PROBLEM DESCRIPTION> Can the data below be set down again exactly, line for line?

═══ EXCERPTED RECORDS ═══

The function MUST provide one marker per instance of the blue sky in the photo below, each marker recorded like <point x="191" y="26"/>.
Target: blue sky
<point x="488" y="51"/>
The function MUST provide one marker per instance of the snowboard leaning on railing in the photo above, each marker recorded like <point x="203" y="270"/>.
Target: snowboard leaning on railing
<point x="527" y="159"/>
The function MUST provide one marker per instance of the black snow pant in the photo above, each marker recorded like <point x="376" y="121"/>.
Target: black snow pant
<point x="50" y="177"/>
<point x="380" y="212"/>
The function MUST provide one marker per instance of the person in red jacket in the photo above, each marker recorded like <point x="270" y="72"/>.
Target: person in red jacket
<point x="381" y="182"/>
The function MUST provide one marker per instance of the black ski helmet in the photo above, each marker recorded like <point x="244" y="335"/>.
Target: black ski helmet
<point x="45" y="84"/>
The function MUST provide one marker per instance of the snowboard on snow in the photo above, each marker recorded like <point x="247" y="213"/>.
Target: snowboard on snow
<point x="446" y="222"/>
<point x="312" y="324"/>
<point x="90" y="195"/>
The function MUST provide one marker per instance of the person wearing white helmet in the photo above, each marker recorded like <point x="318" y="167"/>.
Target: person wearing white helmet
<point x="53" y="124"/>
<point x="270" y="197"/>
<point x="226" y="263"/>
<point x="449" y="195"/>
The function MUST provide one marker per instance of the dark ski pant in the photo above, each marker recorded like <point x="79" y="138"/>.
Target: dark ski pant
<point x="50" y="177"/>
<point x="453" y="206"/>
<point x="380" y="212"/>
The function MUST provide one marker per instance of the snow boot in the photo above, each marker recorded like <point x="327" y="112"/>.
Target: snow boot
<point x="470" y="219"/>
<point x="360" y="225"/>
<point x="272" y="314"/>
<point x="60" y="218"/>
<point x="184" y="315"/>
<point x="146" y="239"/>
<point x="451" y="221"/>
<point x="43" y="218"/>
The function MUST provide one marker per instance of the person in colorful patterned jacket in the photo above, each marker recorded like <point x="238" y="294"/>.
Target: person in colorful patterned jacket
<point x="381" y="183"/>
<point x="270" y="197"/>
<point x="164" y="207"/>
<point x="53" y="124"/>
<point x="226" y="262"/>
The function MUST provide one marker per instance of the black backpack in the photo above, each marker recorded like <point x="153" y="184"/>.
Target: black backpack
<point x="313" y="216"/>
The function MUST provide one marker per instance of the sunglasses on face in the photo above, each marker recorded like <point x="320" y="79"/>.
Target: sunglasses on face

═══

EXERCISE RESPONSE>
The function MUST provide one marker per instance of the blue sky in the photo below, each marker recorded like <point x="191" y="26"/>.
Target: blue sky
<point x="488" y="51"/>
The function MUST provide one marker per instance of the snowboard leaning on railing in the photo above, each marker recorded like <point x="203" y="270"/>.
Target: snowboard leaning on railing
<point x="527" y="159"/>
The function MUST provide one marker per instance of the black snow pant in the photo above, each marker recorded like <point x="376" y="121"/>.
Target: black snow pant
<point x="50" y="177"/>
<point x="380" y="212"/>
The function MUST provide one marker per instance of the person in red jacket in the photo above, each marker recorded like <point x="270" y="72"/>.
Target: person in red jacket
<point x="381" y="182"/>
The function MUST provide one marker per instance of the black ski helmet in the photo above, each marker recorded like <point x="244" y="335"/>.
Target: black ski helmet
<point x="45" y="84"/>
The function MUST provide one marker per instance of the snowboard on snow in the photo above, each marker recorded like <point x="247" y="213"/>.
Target: snowboard on snow
<point x="446" y="222"/>
<point x="312" y="324"/>
<point x="90" y="195"/>
The function MUST provide one marker per instance of the person wearing white helmet in the photo above, each marker recorded like <point x="318" y="167"/>.
Target: person wearing white helmet
<point x="53" y="124"/>
<point x="270" y="197"/>
<point x="226" y="263"/>
<point x="449" y="195"/>
The function MUST provide one marker per instance of the dark ski pant in the photo above, each marker recorded like <point x="79" y="138"/>.
Target: dark ski pant
<point x="50" y="177"/>
<point x="453" y="206"/>
<point x="380" y="212"/>
The function MUST provide one marker per instance of the snow boot in the photo above, each marker recorded like <point x="327" y="112"/>.
Target: snow boot
<point x="470" y="219"/>
<point x="360" y="225"/>
<point x="272" y="314"/>
<point x="60" y="218"/>
<point x="184" y="315"/>
<point x="146" y="239"/>
<point x="451" y="221"/>
<point x="43" y="218"/>
The function MUST provide one marker per instance of the person in colorful patterned jacket in the photo above, each marker recorded like <point x="238" y="294"/>.
Target: person in colorful patterned jacket
<point x="381" y="183"/>
<point x="270" y="197"/>
<point x="164" y="207"/>
<point x="53" y="124"/>
<point x="226" y="262"/>
The function MUST provide one marker per instance of the black backpack in the photo above, each marker recorded like <point x="153" y="184"/>.
Target: black backpack
<point x="313" y="216"/>
The function MUST provide one marker per instance of the sunglasses on face in the photo above, each marker recorded like <point x="320" y="79"/>.
Target: sunglasses on face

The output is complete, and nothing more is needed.